**SET TASK**
Put every line of the material below into a numbered list, omitting blank lines.

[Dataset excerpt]
-- START --
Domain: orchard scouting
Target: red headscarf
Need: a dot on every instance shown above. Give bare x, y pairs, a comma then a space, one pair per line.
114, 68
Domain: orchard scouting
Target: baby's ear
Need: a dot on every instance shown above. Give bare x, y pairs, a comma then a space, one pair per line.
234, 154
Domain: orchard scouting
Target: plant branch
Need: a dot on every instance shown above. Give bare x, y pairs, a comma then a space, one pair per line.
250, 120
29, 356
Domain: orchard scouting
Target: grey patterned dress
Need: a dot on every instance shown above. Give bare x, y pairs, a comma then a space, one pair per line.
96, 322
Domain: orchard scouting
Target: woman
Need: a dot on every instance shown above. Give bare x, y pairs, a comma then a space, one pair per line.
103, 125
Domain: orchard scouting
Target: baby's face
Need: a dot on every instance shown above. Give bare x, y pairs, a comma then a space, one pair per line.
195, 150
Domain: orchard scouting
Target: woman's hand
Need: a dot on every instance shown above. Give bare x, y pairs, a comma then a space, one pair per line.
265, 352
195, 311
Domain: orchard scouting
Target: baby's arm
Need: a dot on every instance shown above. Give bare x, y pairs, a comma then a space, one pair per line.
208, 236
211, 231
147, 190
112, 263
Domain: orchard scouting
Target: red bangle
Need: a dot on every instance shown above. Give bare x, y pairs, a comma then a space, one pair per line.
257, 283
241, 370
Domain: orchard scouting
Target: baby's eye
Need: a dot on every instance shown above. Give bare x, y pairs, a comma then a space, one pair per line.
-- END --
**RIGHT ANSWER**
1. Domain: orchard scouting
2. Target: red headscarf
3. Need: a dot on every instance shown above. Give bare x, y pairs, a comma then a space, one pair per line.
4. 114, 68
5. Domain: orchard scouting
6. Target: baby's ear
7. Need: a dot on every instance shown above. Give bare x, y pairs, a comma then a space, one pair per line.
8. 234, 154
9. Domain: orchard scouting
10. Target: plant branch
11. Need: a dot on every instance shown above. Give bare x, y pairs, a comma then a space, one pair per line.
12. 250, 120
13. 29, 356
14. Domain: orchard scouting
15. Target: grey patterned dress
16. Need: a dot on every instance shown above. Give bare x, y pairs, a comma then a space, one pair per line.
17. 96, 322
18. Domain: orchard scouting
19. Target: woman
20. Need: a dot on every instance shown above. Give bare x, y pairs, a comma then a space, one pair per line.
21. 103, 125
22. Domain: orchard scouting
23. Target: baby's face
24. Need: a dot on every instance shown above. Give bare x, y pairs, a comma then a space, one pair per line.
25. 195, 150
26. Domain: orchard scouting
27. Target: woman's hand
28. Need: a dot on every instance shown above. Give bare x, y pairs, a comma then a space, one pair per line.
29. 265, 352
30. 195, 311
31. Domain: orchard scouting
32. Target: baby's arm
33. Need: a dot on every instance shown above. Give bare x, y pairs, a comma then a space, one pair per line.
34. 208, 236
35. 211, 231
36. 147, 190
37. 112, 263
38. Domain: orchard scouting
39. Target: red bangle
40. Need: a dot on every instance shown above. Give bare x, y pairs, a comma then a space, one pair per line.
41. 257, 283
42. 241, 370
43. Domain: orchard scouting
44. Target: baby's eye
45. Need: a dot on every instance shown above. Give bare x, y pairs, a comma then a space, one pair per line.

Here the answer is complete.